▶ _Exercise aim_
Copy every line of the rows below, requests included, and raise each number in the answers, both the viewBox values and the path coordinates, by 68.

--- Start Data supplied ---

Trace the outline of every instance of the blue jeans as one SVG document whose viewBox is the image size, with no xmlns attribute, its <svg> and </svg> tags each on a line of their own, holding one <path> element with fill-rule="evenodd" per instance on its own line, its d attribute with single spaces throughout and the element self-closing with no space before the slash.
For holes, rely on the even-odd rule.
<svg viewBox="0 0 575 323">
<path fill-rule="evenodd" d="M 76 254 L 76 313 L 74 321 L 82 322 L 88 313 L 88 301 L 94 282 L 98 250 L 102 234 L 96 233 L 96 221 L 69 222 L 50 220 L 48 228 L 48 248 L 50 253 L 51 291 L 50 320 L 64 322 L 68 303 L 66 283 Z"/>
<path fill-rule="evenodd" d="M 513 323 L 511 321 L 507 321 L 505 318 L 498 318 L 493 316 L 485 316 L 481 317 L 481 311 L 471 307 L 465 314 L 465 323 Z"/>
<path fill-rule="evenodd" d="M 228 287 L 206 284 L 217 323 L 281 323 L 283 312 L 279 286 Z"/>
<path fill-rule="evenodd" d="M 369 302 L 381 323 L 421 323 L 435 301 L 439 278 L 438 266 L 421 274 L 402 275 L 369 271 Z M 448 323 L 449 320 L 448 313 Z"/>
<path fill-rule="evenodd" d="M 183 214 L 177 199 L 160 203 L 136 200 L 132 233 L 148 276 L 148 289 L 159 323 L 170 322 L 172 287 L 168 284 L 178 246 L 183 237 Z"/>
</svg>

--- End Data supplied ---

▶ _Result of this task_
Trace the outline of every instance of the blue jeans as one SVG document whose viewBox is the image size, with no xmlns attribute, its <svg> and </svg> tags each on a line of their own, holding one <path> element with fill-rule="evenodd" per instance on its own line, its d attribute with single spaces throughout and the element self-closing with no space before the slash.
For holes, rely on the even-odd rule.
<svg viewBox="68 68 643 391">
<path fill-rule="evenodd" d="M 144 322 L 144 381 L 142 389 L 150 390 L 156 381 L 156 369 L 162 350 L 166 318 L 170 302 L 164 301 L 164 289 L 137 290 L 118 288 L 116 296 L 116 316 L 118 321 L 119 359 L 118 388 L 132 390 L 136 371 L 134 351 Z"/>
<path fill-rule="evenodd" d="M 581 391 L 579 389 L 575 389 L 573 386 L 566 386 L 561 384 L 553 384 L 549 385 L 549 379 L 539 375 L 533 382 L 533 391 Z"/>
<path fill-rule="evenodd" d="M 296 355 L 274 352 L 285 391 L 349 391 L 351 380 L 347 354 Z"/>
<path fill-rule="evenodd" d="M 437 370 L 449 391 L 489 391 L 503 369 L 507 346 L 506 334 L 489 342 L 470 343 L 437 339 Z M 516 391 L 517 388 L 516 381 Z"/>
<path fill-rule="evenodd" d="M 251 282 L 245 267 L 228 271 L 204 268 L 200 301 L 216 344 L 216 357 L 227 391 L 238 390 L 240 355 L 236 352 L 246 314 L 251 305 Z"/>
</svg>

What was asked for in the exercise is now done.